(DATASET RECORDS Opens)

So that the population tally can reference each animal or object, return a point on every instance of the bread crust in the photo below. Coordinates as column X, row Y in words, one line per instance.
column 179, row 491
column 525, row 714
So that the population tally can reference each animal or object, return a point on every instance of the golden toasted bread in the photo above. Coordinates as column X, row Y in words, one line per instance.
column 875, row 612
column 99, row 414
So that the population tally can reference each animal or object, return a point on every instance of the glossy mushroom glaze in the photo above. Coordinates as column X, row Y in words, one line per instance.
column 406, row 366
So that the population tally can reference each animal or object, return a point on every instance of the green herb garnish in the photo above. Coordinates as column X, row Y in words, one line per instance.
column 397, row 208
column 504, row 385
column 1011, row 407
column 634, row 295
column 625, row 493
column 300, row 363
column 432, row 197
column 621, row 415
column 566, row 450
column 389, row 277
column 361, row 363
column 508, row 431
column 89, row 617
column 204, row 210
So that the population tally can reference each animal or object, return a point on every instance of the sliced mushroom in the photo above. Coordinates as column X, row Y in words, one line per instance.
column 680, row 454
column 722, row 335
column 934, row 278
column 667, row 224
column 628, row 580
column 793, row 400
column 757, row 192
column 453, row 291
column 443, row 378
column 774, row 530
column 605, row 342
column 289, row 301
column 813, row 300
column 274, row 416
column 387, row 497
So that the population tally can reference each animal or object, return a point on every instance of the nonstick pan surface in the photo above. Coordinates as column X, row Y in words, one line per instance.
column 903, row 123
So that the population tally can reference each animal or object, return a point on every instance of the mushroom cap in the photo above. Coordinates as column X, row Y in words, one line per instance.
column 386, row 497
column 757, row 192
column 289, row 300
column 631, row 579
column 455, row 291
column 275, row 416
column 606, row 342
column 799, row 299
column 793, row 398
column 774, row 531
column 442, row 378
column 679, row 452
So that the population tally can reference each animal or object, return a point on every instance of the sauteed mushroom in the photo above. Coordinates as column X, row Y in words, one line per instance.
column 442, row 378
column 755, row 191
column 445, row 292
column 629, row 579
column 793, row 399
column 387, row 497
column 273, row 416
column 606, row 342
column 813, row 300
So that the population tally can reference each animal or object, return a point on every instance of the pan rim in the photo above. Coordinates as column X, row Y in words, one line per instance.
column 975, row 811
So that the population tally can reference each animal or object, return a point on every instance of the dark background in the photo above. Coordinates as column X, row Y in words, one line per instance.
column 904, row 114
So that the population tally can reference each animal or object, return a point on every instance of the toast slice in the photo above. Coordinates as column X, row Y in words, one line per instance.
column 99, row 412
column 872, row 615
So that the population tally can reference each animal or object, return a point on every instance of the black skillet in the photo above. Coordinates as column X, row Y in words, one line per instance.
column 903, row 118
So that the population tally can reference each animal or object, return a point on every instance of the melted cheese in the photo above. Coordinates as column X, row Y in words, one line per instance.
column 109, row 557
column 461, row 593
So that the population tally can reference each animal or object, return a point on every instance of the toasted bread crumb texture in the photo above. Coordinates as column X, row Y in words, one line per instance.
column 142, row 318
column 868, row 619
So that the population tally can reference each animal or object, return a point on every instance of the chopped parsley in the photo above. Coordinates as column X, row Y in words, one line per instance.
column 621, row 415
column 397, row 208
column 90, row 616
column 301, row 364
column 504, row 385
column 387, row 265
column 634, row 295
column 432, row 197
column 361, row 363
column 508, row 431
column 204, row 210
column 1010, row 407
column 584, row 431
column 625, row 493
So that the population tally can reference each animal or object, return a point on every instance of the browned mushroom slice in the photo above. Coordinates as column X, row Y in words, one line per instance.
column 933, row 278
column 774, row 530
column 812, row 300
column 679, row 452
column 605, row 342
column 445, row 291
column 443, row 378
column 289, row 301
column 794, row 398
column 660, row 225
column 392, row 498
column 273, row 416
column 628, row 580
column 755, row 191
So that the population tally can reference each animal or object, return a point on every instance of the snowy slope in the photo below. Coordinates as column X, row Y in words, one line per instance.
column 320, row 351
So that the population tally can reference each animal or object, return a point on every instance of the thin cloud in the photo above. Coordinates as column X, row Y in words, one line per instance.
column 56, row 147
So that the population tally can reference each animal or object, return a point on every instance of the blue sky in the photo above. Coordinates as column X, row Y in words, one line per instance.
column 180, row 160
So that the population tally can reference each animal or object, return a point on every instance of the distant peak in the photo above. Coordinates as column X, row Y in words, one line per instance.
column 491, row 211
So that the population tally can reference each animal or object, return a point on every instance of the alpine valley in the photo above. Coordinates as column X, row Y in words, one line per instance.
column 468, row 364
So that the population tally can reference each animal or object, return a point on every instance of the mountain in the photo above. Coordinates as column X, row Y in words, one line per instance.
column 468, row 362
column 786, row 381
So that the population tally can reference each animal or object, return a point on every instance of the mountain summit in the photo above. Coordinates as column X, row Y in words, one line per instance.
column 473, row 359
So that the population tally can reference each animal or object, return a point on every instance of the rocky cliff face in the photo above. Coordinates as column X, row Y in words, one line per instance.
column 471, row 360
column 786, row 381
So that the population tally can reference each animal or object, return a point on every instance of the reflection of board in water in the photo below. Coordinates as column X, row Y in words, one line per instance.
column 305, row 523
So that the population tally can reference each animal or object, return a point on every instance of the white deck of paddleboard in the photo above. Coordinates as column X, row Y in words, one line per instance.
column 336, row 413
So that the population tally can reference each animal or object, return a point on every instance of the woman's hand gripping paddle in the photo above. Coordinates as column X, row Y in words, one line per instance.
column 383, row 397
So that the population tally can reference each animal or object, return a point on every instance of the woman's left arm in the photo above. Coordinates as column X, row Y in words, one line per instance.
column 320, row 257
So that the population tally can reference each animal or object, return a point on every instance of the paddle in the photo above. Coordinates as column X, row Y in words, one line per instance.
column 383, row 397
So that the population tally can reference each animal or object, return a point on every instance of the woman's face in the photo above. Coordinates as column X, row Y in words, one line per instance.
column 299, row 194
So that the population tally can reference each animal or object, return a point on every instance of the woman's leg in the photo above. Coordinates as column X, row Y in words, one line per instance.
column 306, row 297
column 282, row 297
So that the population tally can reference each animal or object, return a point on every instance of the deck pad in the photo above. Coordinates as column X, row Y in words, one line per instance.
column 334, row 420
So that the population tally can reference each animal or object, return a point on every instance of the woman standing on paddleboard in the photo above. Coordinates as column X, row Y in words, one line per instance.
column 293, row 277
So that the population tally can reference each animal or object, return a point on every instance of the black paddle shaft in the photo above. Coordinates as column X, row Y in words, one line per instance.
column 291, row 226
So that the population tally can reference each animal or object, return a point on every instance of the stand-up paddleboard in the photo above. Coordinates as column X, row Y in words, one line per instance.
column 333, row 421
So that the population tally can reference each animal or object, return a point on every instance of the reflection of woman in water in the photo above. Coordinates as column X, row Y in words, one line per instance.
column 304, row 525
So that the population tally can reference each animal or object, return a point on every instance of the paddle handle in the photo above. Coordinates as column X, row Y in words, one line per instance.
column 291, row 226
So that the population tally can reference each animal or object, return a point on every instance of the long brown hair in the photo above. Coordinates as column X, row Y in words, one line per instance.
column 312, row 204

(DATASET RECORDS Closes)

**TASK DETAILS**
Keep only the lines from the line with "reflection of woman" to the end of the records above, and repeat them exactly.

**YOUR RESPONSE**
So that the population tally can reference each animal or object, return a point on every instance of the reflection of woman in water in the photo above. Coordinates as column X, row Y in words, one line per instance.
column 304, row 525
So that the population tally can reference each animal or object, return a point on every instance of the paddle handle in the photo above. Coordinates as column X, row Y in words, one line per instance.
column 291, row 226
So that the population tally can reference each animal or object, return a point on every instance of the long brown hair in the photo above. Coordinates as column X, row Y in words, one line per instance.
column 312, row 204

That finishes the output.